==== Data shown ====

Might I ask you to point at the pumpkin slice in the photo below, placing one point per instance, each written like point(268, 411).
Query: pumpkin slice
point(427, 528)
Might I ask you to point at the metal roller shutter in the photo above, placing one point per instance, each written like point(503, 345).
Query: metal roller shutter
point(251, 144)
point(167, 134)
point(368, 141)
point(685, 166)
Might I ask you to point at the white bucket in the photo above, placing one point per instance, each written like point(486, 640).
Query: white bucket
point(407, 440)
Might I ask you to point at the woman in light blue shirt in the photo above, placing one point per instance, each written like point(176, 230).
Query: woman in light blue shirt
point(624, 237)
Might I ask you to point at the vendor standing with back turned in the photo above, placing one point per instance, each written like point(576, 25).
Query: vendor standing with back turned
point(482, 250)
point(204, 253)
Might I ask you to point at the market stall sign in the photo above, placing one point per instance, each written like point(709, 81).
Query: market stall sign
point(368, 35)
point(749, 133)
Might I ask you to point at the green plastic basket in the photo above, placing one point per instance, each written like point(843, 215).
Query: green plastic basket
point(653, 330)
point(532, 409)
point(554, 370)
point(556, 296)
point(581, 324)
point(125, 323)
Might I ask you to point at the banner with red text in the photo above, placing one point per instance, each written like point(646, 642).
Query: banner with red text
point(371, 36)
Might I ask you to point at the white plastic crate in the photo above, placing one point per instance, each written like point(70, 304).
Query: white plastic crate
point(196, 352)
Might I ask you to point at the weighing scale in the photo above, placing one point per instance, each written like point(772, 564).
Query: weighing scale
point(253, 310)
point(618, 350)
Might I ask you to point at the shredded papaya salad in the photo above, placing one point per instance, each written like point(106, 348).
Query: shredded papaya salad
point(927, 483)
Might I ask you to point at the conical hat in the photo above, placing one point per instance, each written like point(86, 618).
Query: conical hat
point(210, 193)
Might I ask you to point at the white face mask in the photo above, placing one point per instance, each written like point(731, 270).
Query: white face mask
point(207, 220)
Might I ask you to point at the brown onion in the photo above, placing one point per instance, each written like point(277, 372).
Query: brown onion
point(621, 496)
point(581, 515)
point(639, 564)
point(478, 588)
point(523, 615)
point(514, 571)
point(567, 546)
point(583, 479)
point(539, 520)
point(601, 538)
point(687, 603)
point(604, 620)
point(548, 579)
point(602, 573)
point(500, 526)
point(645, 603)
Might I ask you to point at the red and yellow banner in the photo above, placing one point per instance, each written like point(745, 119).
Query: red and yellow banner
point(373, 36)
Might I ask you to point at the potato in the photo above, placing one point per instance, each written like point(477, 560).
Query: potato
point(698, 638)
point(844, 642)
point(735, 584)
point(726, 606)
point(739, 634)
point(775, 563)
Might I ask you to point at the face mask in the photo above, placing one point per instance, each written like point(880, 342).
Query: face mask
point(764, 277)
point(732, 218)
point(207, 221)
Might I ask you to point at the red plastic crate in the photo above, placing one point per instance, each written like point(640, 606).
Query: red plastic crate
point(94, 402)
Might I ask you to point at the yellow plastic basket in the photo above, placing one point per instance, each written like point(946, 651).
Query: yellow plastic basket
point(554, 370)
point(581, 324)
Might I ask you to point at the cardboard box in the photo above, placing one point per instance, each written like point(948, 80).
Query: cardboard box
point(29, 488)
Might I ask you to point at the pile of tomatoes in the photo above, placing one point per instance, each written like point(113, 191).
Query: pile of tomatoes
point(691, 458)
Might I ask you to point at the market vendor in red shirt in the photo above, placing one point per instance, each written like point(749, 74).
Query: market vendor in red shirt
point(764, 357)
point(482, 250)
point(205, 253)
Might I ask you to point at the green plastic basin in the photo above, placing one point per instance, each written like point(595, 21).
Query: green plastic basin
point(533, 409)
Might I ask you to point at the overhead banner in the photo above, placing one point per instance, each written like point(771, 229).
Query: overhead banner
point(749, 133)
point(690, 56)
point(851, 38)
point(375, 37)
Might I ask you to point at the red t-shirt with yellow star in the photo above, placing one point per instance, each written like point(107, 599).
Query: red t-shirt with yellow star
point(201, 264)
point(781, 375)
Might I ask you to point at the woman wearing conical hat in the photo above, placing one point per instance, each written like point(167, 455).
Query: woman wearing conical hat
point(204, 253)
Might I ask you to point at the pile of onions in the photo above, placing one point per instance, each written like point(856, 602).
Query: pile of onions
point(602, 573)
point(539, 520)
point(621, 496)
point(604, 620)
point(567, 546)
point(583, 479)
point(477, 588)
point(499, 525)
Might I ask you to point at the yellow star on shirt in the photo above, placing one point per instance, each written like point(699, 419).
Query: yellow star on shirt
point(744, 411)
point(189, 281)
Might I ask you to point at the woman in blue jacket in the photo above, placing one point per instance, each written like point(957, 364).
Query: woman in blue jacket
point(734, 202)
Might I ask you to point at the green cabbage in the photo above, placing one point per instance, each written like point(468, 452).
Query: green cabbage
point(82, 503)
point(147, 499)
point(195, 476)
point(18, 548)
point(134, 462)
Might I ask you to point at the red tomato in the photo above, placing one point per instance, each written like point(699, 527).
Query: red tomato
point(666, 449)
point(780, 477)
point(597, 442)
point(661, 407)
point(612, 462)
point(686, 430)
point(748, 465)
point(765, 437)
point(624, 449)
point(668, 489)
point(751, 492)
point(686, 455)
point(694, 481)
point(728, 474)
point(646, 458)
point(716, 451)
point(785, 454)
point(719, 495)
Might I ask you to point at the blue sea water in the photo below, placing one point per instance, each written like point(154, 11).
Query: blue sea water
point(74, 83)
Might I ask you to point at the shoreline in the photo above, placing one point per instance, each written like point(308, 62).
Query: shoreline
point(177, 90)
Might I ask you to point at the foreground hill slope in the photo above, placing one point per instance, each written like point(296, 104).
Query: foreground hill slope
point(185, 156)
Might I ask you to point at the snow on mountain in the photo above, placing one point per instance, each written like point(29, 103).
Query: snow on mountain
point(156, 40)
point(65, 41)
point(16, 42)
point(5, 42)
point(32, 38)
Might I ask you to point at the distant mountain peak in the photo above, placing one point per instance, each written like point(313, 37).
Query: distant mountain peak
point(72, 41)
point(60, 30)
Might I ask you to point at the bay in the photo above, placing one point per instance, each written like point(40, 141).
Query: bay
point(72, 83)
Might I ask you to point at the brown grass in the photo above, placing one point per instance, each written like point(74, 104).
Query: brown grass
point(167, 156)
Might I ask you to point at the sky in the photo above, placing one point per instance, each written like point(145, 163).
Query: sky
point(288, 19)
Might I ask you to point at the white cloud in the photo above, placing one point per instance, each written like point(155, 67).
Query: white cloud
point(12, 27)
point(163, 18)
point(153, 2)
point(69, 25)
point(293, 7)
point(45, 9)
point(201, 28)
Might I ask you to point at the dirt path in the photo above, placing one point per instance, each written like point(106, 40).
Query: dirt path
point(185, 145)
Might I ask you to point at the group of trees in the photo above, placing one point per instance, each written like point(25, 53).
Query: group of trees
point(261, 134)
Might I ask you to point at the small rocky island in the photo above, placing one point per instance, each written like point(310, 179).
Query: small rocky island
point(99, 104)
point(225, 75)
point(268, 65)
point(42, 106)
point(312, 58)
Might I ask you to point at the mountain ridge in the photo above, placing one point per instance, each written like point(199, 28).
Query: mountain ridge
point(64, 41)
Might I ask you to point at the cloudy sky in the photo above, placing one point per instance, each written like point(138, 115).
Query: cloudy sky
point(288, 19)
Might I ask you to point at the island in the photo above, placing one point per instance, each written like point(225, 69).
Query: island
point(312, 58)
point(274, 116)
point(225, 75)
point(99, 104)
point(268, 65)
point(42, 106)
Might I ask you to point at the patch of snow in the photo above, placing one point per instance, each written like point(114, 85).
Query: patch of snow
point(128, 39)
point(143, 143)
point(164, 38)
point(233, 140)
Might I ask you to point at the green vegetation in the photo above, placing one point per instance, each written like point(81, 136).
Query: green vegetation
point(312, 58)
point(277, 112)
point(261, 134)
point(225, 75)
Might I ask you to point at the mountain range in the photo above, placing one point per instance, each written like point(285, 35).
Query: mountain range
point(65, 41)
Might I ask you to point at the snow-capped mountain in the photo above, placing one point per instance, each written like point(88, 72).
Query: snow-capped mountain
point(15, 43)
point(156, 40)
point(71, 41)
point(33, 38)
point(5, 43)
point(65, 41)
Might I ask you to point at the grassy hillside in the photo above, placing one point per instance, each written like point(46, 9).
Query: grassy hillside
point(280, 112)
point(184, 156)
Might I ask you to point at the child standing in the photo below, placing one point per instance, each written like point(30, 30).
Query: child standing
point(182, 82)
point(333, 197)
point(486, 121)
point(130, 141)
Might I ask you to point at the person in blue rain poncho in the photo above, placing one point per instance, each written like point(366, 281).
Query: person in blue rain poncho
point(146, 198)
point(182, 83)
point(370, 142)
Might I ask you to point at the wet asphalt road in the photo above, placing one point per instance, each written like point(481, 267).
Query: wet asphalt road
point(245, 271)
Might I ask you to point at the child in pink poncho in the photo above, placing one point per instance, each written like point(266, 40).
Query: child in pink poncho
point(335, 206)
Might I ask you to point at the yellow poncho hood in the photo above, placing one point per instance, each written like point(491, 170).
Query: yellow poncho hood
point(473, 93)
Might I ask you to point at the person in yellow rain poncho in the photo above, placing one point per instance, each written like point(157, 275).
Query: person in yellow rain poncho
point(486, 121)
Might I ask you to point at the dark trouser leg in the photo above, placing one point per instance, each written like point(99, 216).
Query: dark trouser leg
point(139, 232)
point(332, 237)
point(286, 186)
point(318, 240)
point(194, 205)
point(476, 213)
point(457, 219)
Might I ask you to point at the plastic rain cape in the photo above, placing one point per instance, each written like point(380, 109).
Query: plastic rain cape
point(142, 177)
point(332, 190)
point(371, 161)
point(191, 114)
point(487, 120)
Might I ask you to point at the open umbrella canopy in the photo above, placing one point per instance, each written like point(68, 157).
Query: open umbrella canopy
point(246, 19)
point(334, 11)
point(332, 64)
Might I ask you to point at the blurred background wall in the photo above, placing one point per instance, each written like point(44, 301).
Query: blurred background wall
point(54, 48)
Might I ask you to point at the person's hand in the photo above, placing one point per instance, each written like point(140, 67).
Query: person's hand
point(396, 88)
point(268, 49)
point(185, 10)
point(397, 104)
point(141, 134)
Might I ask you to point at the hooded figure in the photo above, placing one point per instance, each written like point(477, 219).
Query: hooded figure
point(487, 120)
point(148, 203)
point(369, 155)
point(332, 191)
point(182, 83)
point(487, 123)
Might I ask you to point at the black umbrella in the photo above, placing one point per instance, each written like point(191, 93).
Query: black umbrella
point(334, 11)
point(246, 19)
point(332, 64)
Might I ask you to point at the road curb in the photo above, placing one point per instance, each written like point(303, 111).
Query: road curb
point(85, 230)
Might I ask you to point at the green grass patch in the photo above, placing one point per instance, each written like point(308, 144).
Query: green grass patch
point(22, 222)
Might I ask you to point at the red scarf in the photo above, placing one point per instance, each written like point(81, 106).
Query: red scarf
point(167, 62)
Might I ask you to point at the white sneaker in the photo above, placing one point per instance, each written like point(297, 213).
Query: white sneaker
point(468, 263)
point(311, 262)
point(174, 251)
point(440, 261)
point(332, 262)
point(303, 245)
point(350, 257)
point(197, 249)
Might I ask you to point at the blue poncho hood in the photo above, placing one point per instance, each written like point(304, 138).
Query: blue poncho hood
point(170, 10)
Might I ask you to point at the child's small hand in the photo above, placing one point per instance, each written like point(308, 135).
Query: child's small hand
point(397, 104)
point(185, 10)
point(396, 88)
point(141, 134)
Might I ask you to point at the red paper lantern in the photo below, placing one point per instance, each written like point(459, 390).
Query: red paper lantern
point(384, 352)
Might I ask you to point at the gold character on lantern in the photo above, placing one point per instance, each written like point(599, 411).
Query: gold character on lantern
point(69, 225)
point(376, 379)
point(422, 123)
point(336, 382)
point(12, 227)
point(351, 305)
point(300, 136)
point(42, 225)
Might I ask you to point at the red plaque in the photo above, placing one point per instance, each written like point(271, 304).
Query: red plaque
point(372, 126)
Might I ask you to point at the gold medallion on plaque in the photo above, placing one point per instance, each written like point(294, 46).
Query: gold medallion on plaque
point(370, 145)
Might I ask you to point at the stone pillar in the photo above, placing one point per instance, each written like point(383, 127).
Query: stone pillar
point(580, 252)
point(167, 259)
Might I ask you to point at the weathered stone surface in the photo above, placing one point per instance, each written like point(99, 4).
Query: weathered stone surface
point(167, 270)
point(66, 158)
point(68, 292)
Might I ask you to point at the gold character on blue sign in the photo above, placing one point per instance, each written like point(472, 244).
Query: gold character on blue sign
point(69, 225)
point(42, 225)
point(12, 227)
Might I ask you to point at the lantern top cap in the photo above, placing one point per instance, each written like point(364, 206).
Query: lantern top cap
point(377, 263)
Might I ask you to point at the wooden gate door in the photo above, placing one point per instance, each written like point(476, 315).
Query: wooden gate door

====

Problem details - Rewrite everything from the line containing "Might I ask you to point at the red plaque" down to the last line, requests included, and increase every point coordinate in the answers by 137. Leave the sample coordinates inside the requests unchanged.

Full output -
Might I ask you to point at the red plaque in the photo above, placing one point per instance, each written like point(271, 304).
Query: red plaque
point(509, 263)
Might I ask you to point at the gold medallion on plaque in the photo above, placing one point per instance, each written like point(294, 46).
Query: gold medallion on plaque
point(507, 282)
Might I ask you to point at the stone pillar in the photo above, placing one point per instance, each written like point(383, 127).
Query: stone pillar
point(717, 389)
point(304, 396)
Might I ask you to point at the weathered stone surface in the photo above, placing one point per instance, each written like point(99, 4).
Query: weathered stone surface
point(304, 407)
point(203, 295)
point(205, 429)
Might I ask you to point at the gold character on blue sign in the photo above, placing one point per instance, each written like point(472, 244).
Query: gold character on blue sign
point(206, 362)
point(179, 362)
point(149, 364)
Might I ask you to point at the lantern top cap in the photo above, placing one point per instance, each written like point(364, 206).
Query: lantern top cap
point(514, 400)
Might I ask you to point at the wooden gate door in the photo above, placing one point per instance, each written like point(476, 315).
Query: wooden gate door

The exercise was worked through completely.